About this exercise
Tally the lines in the records below that contain the string "negative". Reply with the count alone.

(Dataset entries)

BEGIN

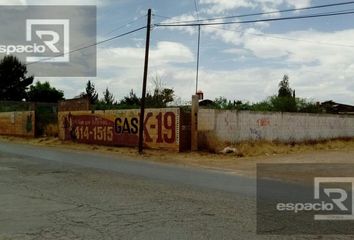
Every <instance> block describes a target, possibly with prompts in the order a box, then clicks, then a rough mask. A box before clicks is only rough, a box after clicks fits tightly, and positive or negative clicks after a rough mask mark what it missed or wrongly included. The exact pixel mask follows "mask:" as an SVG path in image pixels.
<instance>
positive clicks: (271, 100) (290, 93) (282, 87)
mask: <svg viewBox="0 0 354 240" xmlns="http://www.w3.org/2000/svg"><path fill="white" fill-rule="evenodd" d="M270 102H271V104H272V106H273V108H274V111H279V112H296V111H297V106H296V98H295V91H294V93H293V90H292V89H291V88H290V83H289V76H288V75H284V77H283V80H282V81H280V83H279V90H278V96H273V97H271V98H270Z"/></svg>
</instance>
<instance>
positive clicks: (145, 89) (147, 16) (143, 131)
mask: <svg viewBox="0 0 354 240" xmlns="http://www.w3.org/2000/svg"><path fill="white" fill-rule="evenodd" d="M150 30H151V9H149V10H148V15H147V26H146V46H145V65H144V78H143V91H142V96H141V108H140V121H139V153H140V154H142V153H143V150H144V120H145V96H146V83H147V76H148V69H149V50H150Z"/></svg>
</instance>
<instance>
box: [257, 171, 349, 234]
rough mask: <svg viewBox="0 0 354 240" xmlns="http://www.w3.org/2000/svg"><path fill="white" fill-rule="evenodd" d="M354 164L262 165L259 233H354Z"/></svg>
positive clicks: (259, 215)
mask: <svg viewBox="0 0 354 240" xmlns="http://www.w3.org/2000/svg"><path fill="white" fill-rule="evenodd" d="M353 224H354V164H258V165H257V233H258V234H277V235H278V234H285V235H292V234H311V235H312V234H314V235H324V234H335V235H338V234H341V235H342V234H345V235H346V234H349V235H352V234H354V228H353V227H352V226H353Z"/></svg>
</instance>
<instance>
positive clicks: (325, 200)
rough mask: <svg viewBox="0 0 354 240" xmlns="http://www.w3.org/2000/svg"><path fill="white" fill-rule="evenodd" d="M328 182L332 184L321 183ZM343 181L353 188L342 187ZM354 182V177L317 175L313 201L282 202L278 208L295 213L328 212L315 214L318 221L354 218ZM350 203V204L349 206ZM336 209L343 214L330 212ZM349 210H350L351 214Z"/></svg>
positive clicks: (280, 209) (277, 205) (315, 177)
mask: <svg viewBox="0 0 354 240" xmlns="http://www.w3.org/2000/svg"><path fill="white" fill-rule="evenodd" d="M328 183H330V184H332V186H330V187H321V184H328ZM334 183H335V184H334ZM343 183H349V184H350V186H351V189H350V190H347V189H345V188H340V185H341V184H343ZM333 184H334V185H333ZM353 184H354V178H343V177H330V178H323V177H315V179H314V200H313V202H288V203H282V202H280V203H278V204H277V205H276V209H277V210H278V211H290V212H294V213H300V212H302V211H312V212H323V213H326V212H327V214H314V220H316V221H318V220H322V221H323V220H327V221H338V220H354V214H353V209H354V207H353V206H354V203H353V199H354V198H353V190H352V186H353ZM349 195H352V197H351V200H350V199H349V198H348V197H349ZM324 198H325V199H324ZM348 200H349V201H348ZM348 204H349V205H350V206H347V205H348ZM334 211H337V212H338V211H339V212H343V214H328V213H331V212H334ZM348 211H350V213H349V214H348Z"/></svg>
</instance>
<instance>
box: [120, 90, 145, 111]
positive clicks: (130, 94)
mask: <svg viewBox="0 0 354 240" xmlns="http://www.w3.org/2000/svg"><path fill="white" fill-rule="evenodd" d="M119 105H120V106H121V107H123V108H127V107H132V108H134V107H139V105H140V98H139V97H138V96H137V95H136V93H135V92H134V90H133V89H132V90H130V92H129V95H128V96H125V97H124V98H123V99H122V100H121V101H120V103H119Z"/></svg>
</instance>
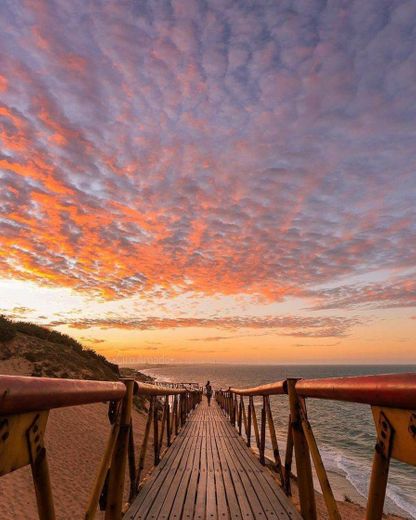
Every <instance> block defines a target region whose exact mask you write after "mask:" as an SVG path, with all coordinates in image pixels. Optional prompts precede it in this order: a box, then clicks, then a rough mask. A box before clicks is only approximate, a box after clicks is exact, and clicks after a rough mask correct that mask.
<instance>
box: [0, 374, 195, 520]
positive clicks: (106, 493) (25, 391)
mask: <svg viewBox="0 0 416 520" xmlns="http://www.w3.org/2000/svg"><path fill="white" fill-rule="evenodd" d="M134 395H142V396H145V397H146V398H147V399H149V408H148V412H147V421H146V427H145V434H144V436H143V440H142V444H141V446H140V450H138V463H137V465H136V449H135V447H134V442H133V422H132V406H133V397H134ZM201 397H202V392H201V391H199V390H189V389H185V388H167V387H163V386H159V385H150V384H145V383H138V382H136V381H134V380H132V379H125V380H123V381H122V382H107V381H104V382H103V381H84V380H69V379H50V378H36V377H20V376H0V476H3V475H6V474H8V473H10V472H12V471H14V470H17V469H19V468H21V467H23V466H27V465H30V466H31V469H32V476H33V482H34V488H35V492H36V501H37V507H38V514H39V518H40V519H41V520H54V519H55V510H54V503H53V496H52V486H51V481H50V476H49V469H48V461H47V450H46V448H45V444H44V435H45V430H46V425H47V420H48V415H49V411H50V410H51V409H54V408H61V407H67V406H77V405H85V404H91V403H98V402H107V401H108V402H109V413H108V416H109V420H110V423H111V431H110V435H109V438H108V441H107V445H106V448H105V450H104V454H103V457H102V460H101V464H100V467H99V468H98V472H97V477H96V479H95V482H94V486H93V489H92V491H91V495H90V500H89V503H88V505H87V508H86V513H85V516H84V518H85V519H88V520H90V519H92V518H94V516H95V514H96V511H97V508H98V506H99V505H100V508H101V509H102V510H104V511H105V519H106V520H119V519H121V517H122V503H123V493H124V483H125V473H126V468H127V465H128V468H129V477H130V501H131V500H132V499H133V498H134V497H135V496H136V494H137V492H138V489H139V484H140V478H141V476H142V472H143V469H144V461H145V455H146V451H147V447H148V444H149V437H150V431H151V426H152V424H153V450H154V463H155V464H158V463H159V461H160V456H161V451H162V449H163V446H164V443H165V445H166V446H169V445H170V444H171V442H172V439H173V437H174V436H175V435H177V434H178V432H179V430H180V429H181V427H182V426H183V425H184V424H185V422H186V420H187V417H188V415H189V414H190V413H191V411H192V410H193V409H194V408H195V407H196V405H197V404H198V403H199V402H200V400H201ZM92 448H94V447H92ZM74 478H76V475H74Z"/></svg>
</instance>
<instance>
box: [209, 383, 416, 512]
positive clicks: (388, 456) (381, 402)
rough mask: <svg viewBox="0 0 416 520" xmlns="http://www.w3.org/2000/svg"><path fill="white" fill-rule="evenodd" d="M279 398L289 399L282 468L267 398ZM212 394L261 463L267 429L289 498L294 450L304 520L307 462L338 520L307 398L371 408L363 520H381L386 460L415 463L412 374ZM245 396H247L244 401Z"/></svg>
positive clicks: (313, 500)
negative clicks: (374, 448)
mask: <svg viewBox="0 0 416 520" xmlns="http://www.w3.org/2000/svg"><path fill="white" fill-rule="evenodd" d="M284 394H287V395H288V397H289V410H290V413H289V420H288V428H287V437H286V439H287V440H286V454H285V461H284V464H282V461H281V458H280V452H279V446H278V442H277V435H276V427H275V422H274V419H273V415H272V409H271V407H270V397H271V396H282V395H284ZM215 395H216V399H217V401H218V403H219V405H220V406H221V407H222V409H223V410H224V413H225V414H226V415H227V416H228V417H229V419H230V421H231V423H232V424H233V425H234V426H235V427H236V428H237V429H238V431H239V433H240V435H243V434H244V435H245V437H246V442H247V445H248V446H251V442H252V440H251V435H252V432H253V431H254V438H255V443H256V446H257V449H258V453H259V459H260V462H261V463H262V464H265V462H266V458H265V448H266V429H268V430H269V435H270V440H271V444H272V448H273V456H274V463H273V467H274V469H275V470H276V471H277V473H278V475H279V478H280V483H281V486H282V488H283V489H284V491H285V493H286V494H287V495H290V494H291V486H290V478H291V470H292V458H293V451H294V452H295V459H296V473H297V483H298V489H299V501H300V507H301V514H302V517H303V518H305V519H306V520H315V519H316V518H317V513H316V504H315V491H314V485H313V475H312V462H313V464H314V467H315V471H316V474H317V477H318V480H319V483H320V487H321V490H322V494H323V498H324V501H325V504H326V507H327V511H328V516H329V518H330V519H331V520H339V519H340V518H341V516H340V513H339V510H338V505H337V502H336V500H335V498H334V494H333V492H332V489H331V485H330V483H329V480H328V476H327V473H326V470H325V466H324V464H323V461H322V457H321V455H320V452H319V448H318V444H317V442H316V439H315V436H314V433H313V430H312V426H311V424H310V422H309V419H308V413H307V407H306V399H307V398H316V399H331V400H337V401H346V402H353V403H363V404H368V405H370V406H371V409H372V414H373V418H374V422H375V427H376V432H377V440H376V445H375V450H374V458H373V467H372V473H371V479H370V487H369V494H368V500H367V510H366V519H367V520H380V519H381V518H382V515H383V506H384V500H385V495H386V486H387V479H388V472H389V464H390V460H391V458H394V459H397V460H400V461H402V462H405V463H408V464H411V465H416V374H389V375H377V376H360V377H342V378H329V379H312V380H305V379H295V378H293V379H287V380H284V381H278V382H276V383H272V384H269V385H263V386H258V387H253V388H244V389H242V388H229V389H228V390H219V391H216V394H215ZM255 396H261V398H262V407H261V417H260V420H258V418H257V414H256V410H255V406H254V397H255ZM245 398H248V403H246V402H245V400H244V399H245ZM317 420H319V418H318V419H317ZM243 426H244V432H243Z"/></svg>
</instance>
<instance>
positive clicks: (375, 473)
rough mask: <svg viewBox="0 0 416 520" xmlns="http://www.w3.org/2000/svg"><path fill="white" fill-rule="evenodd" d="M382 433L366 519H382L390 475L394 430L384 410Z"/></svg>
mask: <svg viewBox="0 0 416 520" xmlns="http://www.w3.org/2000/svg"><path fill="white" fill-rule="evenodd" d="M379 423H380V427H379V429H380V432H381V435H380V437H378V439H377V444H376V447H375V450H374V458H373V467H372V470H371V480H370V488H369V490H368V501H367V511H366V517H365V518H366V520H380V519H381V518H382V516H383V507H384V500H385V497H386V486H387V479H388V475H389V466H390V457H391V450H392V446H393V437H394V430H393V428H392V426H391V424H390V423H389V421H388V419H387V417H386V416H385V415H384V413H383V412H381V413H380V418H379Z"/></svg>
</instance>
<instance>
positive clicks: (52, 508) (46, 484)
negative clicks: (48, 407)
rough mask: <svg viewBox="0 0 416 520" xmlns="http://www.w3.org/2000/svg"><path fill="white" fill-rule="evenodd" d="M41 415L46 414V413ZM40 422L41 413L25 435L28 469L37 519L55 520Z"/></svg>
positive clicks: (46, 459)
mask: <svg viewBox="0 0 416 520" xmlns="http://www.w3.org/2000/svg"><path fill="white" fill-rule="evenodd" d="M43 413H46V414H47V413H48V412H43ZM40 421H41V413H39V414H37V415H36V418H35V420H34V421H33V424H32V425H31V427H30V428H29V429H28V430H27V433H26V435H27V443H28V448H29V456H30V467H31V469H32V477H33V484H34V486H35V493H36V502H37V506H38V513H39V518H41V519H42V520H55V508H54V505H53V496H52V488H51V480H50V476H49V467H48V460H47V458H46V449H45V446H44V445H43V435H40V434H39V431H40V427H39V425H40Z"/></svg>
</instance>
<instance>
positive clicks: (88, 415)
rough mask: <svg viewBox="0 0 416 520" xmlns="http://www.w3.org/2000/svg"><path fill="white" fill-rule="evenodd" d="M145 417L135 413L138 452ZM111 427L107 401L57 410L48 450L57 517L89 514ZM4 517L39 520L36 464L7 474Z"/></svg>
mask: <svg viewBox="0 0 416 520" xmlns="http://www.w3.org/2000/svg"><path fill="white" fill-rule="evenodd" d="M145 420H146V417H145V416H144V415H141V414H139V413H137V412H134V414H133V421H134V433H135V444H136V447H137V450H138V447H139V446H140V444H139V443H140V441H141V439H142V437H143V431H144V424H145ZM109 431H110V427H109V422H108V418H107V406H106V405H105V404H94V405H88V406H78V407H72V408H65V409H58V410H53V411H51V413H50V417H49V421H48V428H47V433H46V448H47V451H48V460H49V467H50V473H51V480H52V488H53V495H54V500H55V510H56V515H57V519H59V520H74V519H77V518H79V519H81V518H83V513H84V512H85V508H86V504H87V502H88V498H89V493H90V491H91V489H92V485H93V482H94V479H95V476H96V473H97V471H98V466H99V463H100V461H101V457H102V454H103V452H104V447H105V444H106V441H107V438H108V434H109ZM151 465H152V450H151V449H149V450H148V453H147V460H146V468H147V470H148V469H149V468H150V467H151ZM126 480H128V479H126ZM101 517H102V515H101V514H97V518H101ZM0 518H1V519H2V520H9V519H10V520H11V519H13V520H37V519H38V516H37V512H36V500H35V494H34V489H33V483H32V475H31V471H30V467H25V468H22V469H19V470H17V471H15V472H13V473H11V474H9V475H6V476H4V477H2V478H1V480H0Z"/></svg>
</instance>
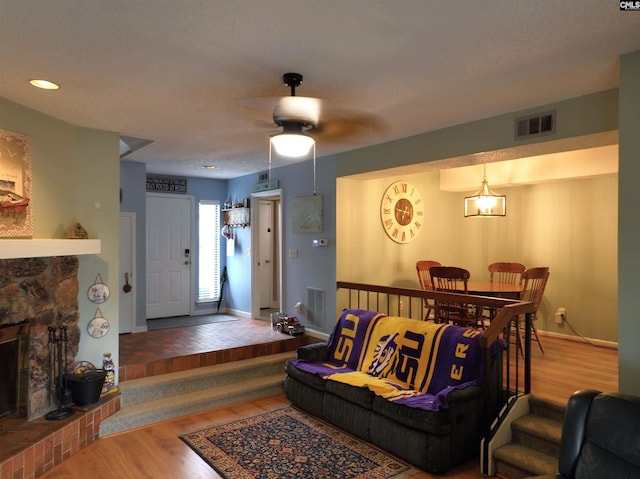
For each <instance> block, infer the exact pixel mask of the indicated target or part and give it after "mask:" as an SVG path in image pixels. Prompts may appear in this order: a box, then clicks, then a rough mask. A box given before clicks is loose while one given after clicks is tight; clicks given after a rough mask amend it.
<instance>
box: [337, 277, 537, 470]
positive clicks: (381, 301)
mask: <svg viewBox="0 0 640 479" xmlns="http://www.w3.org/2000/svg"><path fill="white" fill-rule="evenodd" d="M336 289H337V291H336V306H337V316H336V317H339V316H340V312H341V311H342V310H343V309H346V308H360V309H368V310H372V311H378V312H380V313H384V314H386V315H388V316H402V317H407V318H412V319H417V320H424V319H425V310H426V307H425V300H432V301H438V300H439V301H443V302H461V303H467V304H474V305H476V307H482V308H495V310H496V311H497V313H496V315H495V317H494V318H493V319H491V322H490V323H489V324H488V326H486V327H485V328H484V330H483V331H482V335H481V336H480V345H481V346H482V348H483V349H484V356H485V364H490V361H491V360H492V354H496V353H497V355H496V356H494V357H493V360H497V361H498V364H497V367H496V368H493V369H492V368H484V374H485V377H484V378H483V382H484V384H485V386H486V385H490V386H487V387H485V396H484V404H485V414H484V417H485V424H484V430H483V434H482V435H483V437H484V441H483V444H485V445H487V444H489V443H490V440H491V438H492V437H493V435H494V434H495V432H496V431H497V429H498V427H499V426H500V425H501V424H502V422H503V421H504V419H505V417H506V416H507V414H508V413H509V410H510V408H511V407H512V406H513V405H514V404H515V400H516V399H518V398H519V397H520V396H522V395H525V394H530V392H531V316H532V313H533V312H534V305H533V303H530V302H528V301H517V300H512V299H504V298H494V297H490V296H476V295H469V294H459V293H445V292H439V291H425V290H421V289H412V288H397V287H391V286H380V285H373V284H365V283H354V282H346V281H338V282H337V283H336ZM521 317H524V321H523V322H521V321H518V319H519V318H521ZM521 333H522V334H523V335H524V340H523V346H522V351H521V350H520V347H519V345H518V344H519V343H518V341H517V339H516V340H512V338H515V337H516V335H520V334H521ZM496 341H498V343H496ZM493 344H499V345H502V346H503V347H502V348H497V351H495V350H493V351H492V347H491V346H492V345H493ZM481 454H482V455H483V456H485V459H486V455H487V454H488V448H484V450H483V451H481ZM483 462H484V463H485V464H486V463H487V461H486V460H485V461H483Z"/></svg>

END

Answer section
3